#### [Record set]
-*-

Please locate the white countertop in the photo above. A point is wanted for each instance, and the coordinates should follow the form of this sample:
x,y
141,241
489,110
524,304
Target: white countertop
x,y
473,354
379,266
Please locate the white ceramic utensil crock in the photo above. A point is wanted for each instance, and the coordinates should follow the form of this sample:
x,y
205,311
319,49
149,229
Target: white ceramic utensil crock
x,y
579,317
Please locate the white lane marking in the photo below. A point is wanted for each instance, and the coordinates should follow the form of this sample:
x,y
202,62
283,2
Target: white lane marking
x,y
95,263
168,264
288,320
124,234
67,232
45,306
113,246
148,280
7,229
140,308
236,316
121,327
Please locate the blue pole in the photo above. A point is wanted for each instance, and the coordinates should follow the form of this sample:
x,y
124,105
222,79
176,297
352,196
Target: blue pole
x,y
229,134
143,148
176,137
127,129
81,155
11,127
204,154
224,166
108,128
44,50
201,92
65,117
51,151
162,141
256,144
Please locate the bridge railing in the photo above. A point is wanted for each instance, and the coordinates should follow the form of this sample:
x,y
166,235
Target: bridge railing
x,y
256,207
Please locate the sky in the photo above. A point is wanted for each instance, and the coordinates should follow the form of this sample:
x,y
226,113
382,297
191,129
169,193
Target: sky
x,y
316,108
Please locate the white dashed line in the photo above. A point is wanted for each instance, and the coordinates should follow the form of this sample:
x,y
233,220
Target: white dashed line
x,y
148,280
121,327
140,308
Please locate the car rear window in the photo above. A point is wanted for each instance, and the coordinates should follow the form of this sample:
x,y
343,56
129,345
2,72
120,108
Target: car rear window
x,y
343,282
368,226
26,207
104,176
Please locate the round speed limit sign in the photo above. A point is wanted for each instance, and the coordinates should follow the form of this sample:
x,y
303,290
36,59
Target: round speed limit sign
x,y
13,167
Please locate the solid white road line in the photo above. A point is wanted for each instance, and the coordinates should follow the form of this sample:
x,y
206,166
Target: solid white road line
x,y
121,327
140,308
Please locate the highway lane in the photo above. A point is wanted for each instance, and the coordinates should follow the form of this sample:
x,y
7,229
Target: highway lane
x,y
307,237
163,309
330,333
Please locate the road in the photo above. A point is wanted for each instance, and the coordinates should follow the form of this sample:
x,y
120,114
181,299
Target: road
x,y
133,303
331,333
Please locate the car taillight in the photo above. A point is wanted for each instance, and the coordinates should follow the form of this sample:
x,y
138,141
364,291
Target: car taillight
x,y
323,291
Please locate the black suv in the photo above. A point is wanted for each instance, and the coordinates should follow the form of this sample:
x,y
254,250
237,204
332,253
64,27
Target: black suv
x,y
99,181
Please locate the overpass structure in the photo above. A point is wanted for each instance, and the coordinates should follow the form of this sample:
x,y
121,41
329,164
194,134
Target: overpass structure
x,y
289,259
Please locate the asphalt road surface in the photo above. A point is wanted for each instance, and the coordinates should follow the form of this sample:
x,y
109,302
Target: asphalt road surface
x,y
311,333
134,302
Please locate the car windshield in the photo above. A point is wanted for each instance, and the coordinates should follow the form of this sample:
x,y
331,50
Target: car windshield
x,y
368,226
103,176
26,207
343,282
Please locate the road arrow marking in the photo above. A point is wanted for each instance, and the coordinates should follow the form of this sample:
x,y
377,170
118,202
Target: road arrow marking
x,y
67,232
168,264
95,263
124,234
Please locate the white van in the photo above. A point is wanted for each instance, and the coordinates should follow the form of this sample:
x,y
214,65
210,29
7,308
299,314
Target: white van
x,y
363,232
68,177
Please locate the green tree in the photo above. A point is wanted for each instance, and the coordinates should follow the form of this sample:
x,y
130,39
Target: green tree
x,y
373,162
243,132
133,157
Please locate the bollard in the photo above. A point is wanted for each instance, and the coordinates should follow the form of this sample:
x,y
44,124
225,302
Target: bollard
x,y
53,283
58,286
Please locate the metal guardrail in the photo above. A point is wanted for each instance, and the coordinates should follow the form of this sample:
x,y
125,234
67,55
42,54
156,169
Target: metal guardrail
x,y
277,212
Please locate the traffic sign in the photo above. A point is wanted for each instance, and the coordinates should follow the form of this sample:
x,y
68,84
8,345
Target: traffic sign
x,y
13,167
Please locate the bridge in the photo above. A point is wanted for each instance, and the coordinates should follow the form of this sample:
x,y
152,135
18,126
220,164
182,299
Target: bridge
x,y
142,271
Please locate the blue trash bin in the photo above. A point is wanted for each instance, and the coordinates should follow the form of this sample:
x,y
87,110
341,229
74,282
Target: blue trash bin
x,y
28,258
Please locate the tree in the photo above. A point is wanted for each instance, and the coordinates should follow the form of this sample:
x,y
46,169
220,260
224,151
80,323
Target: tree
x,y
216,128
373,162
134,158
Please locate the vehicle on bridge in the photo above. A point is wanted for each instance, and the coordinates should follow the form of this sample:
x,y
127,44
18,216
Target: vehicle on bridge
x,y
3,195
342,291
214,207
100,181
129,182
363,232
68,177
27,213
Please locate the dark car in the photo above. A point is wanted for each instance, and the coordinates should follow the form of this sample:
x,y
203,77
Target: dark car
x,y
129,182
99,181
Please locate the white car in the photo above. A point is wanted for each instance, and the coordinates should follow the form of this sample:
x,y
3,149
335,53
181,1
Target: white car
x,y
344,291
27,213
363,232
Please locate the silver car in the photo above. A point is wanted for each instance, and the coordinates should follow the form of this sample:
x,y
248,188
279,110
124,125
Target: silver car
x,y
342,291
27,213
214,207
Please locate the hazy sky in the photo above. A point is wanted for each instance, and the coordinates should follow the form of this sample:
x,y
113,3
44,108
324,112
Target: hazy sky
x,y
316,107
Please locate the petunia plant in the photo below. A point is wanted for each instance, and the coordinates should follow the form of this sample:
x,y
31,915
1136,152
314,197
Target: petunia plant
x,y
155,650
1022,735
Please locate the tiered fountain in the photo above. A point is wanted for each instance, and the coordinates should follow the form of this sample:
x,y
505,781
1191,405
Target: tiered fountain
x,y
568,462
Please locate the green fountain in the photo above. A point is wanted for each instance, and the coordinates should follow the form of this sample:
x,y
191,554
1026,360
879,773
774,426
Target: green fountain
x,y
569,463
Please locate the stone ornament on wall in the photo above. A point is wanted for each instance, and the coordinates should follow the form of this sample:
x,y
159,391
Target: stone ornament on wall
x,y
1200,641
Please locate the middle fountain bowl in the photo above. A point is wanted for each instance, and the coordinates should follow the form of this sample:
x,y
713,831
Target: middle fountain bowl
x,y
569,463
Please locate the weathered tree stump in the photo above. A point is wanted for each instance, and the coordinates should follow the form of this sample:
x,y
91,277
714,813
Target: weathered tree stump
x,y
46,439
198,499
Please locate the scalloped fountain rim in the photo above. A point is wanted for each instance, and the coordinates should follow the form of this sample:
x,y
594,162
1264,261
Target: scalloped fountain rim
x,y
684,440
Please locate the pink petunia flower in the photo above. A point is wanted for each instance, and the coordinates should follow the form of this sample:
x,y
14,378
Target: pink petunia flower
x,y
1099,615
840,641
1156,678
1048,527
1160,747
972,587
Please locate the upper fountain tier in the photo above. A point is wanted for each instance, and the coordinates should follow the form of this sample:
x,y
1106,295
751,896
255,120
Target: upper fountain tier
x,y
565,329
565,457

-*-

#### [Requirements]
Give back the whole listing, word for word.

#### [Complete output]
Please locate the white countertop in the photo above. A point is wanted for each instance, and the coordinates should follow the form of this sample:
x,y
141,241
489,110
524,304
Target: white countertop
x,y
473,354
379,266
Please locate the white ceramic utensil crock in the photo above. A point is wanted for each instance, and the coordinates should follow the form of this sample:
x,y
205,311
319,49
149,229
Target: white ceramic utensil crock
x,y
579,317
Please locate the white lane marking in the photo below. A point is wanted for each instance, and the coordinates should follow the form of this sample:
x,y
202,62
283,2
Target: white lane marking
x,y
95,263
168,264
288,320
124,234
67,232
45,306
113,246
148,280
7,229
140,308
236,316
121,327
Please locate the blue pole in the photo above. A point is wanted for each instance, and the coordinates should follow the form of this sample:
x,y
124,105
222,79
176,297
352,196
Target: blue pole
x,y
229,134
143,148
176,137
127,129
81,155
11,127
204,154
224,166
108,128
44,50
201,92
65,117
51,151
162,141
256,144
Please locate the bridge railing in the photo above. A point is wanted for each instance, and the coordinates should follow the form of this sample:
x,y
166,235
Target: bridge railing
x,y
256,207
Please locate the sky in the photo above. A point is wanted for each instance, and the coordinates should follow the form of this sample:
x,y
226,113
382,297
191,129
169,193
Target: sky
x,y
316,108
Please locate the white dashed line in the photo above. A point is wanted for each instance, and the coordinates should follow the form of this sample:
x,y
233,220
Target: white dashed line
x,y
148,280
121,327
140,308
Please locate the car rear window in the photo above. A point is wanted for each instance, and the coordinates should follow the form of this sample:
x,y
343,56
129,345
2,72
120,108
Target: car rear window
x,y
343,282
368,226
26,207
104,176
Please locate the round speed limit sign in the photo above. A point is wanted for each instance, and the coordinates should follow the form of this sample:
x,y
303,290
36,59
Target: round speed limit sign
x,y
13,167
Please locate the solid white road line in the photo above. A point is wanted for each instance, and the coordinates should follow the form of this sample:
x,y
206,166
Target: solid white road line
x,y
121,327
140,308
Please locate the highway lane in the photo above. A point is wanted for each instance, and the coordinates should follow the form of this sample:
x,y
7,229
Target: highway lane
x,y
307,237
163,309
330,333
Please locate the road in the photo above. A point is wanted for each instance, and the coordinates should follow the form of this sample:
x,y
120,114
181,299
Target: road
x,y
133,303
331,333
Please locate the car taillight in the photo above. A point is wanted for each instance, and the coordinates should follow the form of this sample:
x,y
138,141
364,291
Target: car taillight
x,y
323,291
Please locate the black suv in the photo above. A point is wanted for each instance, and the coordinates should follow the form of this sample:
x,y
254,250
237,204
332,253
64,27
Target: black suv
x,y
99,181
Please locate the overpass structure in the photo above. A point is wanted for each instance, and the coordinates should follow the form of this sample:
x,y
121,41
329,164
194,134
Target: overpass structure
x,y
289,259
Please locate the asphalt road surface in the photo above. A point is wanted for each instance, and the coordinates should follow the form of this sample:
x,y
109,302
Target: asphalt road surface
x,y
311,333
134,302
Please locate the car windshield in the photo above. A point is wanted for each instance, and the coordinates should follow the form of this sample:
x,y
331,50
Target: car windshield
x,y
368,226
103,176
26,207
343,282
Please locate the road arrow marking in the photo above. A point is wanted for each instance, and the coordinates should follow the form of this sample:
x,y
377,170
118,202
Target: road arrow marking
x,y
67,232
168,264
95,263
124,234
Please locate the white van in the photo above. A point is wanted for each instance, and the coordinates should follow the form of this sample:
x,y
214,65
210,29
7,308
299,314
Target: white van
x,y
363,232
68,177
Please locate the green tree in the photo above. A point is wanted for each instance, and the coordinates should follow the form of this sample:
x,y
130,39
Target: green tree
x,y
373,162
243,132
133,157
Please locate the bollard in the photo above. A point is wanted for each instance, and the coordinates should follow the form of this sample:
x,y
44,124
225,302
Target: bollard
x,y
53,283
58,286
Please locate the metal guardrail in the photo above. A point is wanted for each instance, and the coordinates should follow the form of this sample:
x,y
125,234
67,55
42,54
156,169
Target: metal guardrail
x,y
277,212
Please locate the traffic sign in the photo above. A point is wanted for each instance, and the coordinates should follow the form of this sample:
x,y
68,84
8,345
Target: traffic sign
x,y
13,167
Please locate the bridge in the photo above. A point is wanted for each instance, and the coordinates should follow the form of this sample:
x,y
152,135
18,126
220,164
182,299
Target: bridge
x,y
142,271
Please locate the blue trash bin in the photo above. A point is wanted for each instance, and the coordinates should follow the form of this sample:
x,y
87,110
341,229
74,282
Target: blue trash bin
x,y
28,258
Please locate the tree in the photo above. A point is wanted for each instance, and the coordinates should follow the form of this sample:
x,y
46,169
220,260
224,151
80,323
Target: tree
x,y
216,128
373,162
134,158
Please locate the vehicle on bridge in the photo above. A point is wanted for each instance, and the coordinates should follow the form of this sample:
x,y
127,44
18,216
Target: vehicle on bridge
x,y
3,195
342,291
214,207
100,181
129,182
363,232
68,177
27,213
Please locate the dark car in the photo above. A point is wanted for each instance, and the coordinates should follow the form of this sample:
x,y
203,77
Target: dark car
x,y
129,182
99,181
Please locate the white car in the photo above. A point is wanted for each instance, and the coordinates should follow the form of this sample:
x,y
3,149
335,53
181,1
Target: white car
x,y
344,291
27,213
363,232
Please locate the silver car in the photo above. A point is wanted for each instance, and the coordinates should follow the form of this sample:
x,y
248,188
279,110
124,125
Target: silver car
x,y
342,291
27,213
214,207
Please locate the hazy sky in the photo above. A point is wanted for each instance, and the coordinates should follow the form of this sample:
x,y
113,3
44,108
324,112
Target: hazy sky
x,y
316,107
Please locate the petunia plant in the photo below. A point is wanted for each instance, and the coordinates should follow the form of this sample:
x,y
31,915
1136,152
314,197
Target: petunia plant
x,y
155,650
1022,735
Please locate the tiered fountain in the photo above. A point is wanted for each instance, and the coordinates should follow the form of this sample:
x,y
505,781
1191,405
Target: tiered fountain
x,y
568,462
Please locate the green fountain in the photo above. A point is wanted for each instance, and the coordinates should follow the form of this sample:
x,y
191,554
1026,360
879,773
774,426
Target: green fountain
x,y
569,463
Please locate the stone ornament on wall in the photo above. A point is wanted for each instance, and the coordinates should follow the form of this sample:
x,y
159,391
Target: stone ornament on wall
x,y
1200,641
Please locate the middle fountain bowl in the photo above. A point is wanted for each instance, and the coordinates should follow the form of this sample:
x,y
713,831
Target: middle fountain bowl
x,y
569,463
Please locate the weathered tree stump in the photo above. A point is wanted for each instance, and the coordinates should follow the form of this sample:
x,y
91,277
714,813
Target: weathered tree stump
x,y
46,439
198,499
Please locate the scalloped fountain rim in the photo above. A point is wanted for each instance, and the coordinates should follow the form of this sample:
x,y
594,162
1264,261
Target: scalloped fountain rim
x,y
684,440
Please locate the pink petunia flower in the photo above. A point is wanted for each instance, and the coordinates should follow the form of this sample:
x,y
14,378
Target: pink petunia flower
x,y
1099,615
840,641
1156,678
1048,527
1160,747
972,587
Please locate the upper fountain tier in the photo above. A point is wanted for each instance, and the coordinates should follow the form of this sample:
x,y
1106,295
751,896
255,120
Target: upper fountain tier
x,y
565,329
565,457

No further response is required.